[Records from a data source]
====

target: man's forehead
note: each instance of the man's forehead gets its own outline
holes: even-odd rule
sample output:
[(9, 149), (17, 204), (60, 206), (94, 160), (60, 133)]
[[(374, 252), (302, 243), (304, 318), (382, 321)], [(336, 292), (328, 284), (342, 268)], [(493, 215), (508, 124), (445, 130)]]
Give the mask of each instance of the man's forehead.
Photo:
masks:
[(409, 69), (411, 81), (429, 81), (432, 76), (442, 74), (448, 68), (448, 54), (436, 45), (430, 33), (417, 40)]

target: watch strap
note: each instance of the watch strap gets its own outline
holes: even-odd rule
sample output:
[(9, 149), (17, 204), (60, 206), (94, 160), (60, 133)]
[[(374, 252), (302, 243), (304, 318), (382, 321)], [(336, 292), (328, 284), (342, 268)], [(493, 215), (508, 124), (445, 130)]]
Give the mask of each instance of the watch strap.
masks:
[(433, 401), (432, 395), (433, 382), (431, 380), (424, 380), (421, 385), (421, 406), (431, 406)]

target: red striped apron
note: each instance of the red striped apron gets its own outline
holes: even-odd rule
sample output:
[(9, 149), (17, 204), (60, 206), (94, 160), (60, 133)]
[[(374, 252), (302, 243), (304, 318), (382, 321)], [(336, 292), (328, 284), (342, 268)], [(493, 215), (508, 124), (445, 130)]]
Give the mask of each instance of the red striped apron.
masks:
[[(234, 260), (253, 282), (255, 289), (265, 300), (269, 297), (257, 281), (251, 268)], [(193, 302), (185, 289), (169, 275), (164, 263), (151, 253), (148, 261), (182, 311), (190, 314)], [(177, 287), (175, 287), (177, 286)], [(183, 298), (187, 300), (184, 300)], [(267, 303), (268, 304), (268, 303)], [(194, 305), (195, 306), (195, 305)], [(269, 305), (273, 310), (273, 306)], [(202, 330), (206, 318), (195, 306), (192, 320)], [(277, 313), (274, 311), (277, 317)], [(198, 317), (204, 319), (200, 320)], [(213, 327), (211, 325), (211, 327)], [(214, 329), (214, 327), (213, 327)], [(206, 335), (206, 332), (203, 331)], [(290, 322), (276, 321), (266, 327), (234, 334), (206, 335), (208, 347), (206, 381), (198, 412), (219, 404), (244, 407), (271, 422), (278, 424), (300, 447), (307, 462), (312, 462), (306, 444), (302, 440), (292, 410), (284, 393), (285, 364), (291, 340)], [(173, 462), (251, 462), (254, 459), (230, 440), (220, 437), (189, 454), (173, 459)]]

====

_Problem to solve_
Pull out the data lines verbatim, beginning at the line that contains "target: red striped apron" and continuing through the last line of the data.

_Solution to this task_
target: red striped apron
note: each instance of the red striped apron gets its own outline
holes: even-odd rule
sample output:
[(9, 149), (17, 204), (60, 206), (94, 160), (60, 133)]
[[(374, 252), (302, 243), (304, 318), (382, 321)], [(336, 292), (328, 284), (342, 268)], [(493, 215), (508, 124), (445, 130)]]
Give the mask of each instance of the red striped apron.
masks:
[[(234, 260), (253, 282), (255, 289), (265, 300), (269, 297), (257, 281), (251, 268)], [(193, 302), (185, 289), (169, 275), (164, 263), (151, 253), (148, 261), (182, 311), (190, 314)], [(177, 287), (175, 287), (177, 286)], [(183, 298), (187, 300), (184, 300)], [(267, 303), (268, 304), (268, 303)], [(194, 305), (195, 306), (195, 305)], [(269, 305), (273, 310), (273, 306)], [(202, 330), (206, 318), (195, 306), (192, 320)], [(277, 313), (274, 311), (277, 317)], [(198, 317), (204, 319), (200, 320)], [(213, 327), (211, 325), (211, 327)], [(214, 329), (214, 327), (213, 327)], [(206, 335), (206, 332), (203, 331)], [(290, 322), (276, 321), (266, 327), (234, 334), (206, 335), (208, 347), (206, 381), (198, 412), (219, 404), (244, 407), (271, 422), (278, 424), (300, 447), (307, 462), (312, 462), (306, 444), (302, 440), (292, 410), (284, 393), (285, 364), (291, 340)], [(173, 462), (251, 462), (254, 459), (230, 440), (220, 437), (189, 454), (173, 459)]]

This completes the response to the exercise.